Supplied data >>
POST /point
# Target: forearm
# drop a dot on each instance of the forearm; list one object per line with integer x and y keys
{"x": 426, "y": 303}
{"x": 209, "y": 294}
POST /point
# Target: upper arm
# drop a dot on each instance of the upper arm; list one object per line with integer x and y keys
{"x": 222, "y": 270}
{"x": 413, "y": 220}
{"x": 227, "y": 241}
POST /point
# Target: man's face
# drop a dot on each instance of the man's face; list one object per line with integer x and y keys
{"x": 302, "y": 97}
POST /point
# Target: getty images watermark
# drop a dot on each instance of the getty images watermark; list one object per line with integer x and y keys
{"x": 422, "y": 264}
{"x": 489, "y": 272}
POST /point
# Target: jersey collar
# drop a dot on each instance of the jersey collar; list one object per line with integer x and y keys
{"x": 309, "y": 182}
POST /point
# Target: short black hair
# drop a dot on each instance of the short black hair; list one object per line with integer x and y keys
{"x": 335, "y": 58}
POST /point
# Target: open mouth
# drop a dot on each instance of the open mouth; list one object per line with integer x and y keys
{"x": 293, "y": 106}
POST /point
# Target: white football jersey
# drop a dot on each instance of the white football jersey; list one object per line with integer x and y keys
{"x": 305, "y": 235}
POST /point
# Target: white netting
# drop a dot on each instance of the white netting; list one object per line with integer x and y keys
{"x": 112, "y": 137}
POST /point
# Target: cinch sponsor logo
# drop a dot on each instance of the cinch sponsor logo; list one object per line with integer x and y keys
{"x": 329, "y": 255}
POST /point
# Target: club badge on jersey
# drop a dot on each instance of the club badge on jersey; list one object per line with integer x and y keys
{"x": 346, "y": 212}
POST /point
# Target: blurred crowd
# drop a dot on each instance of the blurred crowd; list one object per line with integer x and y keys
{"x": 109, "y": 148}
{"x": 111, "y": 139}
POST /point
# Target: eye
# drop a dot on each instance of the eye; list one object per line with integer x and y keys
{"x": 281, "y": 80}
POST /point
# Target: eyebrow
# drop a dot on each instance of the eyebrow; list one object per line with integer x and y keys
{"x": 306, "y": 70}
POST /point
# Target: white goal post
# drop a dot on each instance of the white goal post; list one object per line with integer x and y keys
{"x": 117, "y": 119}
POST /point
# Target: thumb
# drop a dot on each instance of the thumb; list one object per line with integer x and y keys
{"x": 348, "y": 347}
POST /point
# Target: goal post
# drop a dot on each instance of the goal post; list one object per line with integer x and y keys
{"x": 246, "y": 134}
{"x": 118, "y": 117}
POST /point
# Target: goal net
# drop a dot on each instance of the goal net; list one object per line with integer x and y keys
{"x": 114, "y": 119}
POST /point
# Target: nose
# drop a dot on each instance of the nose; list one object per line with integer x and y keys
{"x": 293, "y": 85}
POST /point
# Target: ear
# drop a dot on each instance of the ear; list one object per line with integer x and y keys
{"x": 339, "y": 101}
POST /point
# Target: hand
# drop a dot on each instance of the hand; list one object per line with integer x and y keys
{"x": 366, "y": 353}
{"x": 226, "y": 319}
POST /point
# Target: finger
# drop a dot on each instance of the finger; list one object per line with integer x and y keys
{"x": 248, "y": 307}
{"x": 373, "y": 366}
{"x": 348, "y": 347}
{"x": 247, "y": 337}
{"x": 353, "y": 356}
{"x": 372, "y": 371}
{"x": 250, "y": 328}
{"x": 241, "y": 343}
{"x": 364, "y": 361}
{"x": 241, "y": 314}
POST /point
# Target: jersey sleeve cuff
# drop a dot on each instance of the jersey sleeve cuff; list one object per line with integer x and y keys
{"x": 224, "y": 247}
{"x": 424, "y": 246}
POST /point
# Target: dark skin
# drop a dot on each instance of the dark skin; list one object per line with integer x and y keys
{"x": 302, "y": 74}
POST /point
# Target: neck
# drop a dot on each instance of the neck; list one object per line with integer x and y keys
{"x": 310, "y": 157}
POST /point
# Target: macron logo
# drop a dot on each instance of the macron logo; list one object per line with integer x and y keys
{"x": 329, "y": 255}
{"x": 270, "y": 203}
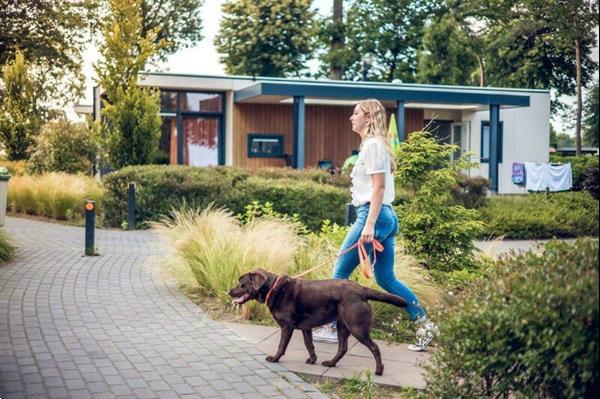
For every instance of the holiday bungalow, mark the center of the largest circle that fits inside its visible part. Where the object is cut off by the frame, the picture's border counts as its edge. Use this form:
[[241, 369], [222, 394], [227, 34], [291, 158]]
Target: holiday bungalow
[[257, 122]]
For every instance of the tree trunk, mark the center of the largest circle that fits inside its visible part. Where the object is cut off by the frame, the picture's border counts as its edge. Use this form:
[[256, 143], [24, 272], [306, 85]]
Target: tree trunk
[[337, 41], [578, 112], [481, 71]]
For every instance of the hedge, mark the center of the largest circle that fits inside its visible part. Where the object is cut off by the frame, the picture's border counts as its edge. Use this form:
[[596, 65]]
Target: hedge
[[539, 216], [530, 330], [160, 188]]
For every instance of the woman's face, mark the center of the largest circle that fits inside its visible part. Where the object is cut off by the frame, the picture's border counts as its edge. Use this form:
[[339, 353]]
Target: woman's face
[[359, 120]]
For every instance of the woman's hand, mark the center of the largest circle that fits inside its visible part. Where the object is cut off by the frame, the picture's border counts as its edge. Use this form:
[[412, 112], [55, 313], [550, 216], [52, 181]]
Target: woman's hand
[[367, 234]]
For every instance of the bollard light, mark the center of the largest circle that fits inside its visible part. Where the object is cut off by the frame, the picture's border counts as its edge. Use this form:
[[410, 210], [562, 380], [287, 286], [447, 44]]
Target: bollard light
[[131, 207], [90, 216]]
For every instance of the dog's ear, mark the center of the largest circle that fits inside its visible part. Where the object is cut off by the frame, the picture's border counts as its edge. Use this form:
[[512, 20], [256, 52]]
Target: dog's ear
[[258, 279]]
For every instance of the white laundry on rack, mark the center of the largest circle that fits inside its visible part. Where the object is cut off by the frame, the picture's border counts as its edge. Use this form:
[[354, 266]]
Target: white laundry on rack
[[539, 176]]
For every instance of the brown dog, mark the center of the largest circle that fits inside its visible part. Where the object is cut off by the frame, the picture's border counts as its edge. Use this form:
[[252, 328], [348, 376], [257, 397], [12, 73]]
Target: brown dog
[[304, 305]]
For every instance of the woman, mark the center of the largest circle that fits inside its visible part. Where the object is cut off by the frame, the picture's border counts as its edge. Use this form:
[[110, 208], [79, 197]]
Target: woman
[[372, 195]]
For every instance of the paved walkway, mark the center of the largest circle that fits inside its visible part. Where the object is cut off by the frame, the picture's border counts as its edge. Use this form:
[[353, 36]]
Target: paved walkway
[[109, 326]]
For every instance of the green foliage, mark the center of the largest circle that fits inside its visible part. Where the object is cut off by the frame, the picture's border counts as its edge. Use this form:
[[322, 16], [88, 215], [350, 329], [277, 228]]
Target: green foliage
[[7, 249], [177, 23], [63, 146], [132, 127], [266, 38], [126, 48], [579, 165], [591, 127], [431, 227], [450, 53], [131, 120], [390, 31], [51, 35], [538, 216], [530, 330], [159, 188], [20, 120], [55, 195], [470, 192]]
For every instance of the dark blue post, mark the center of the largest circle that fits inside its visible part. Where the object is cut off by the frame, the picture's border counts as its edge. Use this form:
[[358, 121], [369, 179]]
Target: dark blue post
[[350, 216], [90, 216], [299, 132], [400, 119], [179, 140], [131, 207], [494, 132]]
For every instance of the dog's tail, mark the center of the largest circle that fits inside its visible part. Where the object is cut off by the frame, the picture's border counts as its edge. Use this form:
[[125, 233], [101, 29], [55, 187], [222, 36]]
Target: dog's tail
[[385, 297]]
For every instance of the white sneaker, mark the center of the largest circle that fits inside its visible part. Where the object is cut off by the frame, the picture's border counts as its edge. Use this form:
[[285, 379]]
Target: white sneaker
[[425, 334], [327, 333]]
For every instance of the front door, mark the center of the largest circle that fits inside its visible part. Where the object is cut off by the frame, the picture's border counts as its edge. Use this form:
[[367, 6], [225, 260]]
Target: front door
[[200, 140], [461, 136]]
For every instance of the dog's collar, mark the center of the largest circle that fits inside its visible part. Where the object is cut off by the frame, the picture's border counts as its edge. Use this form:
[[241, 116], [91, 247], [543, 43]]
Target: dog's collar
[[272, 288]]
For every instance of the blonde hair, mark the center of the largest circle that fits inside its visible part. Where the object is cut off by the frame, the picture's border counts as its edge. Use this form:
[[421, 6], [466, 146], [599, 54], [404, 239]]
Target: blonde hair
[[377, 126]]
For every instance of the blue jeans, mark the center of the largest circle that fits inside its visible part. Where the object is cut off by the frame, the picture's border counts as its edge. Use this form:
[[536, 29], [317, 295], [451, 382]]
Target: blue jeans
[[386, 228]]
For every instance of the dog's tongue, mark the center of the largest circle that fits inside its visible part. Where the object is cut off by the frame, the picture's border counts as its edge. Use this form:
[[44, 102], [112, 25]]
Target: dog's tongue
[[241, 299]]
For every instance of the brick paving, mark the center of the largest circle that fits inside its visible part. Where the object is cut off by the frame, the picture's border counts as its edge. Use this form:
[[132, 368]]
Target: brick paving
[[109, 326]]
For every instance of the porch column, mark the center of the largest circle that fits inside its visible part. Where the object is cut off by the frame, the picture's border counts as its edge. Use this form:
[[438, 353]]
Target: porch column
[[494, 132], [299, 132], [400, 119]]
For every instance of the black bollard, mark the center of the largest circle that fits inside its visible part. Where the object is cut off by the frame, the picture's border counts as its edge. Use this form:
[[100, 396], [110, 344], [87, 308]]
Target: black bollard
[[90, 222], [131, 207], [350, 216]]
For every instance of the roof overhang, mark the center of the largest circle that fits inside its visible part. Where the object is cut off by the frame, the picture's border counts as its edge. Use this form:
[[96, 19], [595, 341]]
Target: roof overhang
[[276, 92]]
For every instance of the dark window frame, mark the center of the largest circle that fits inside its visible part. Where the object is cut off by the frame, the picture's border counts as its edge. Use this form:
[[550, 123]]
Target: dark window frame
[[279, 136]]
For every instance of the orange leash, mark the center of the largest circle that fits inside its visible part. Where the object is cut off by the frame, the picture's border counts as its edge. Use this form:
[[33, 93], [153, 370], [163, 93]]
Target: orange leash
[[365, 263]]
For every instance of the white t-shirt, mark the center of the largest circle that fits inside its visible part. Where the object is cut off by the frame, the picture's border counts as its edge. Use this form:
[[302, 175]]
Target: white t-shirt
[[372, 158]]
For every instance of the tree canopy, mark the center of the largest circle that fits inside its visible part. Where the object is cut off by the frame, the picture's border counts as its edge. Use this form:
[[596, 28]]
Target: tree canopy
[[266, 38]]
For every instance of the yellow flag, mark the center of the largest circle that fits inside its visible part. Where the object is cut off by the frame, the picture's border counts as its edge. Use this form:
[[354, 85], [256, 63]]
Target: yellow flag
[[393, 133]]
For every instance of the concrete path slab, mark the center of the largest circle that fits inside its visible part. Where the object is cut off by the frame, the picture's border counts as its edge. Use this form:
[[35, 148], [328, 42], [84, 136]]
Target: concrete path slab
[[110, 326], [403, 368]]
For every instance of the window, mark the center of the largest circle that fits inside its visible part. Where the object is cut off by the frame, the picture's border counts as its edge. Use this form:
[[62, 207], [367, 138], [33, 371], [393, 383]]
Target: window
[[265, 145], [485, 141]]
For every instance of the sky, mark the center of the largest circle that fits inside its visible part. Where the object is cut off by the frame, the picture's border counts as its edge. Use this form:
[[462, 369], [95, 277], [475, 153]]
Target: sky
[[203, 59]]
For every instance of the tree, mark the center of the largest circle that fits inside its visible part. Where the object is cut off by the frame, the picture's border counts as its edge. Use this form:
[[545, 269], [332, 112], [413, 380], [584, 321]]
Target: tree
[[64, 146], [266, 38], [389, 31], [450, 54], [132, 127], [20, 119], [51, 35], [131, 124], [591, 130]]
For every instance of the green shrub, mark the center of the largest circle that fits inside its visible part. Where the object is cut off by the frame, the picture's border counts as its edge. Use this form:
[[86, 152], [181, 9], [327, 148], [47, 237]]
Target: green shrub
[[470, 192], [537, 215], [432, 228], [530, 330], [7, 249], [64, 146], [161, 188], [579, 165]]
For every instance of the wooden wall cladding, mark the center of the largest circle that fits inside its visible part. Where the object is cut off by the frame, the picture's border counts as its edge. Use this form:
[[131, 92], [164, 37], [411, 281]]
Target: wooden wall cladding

Directions >> Copy each line of the data that contains the word "cladding".

Output of the task >>
For every instance of the wooden wall cladding, mark the center of the largest circle that fits inside its visible part. Where the object is cut off by the frame, the picture's border counts as its edge. Use this form:
Target: wooden wall cladding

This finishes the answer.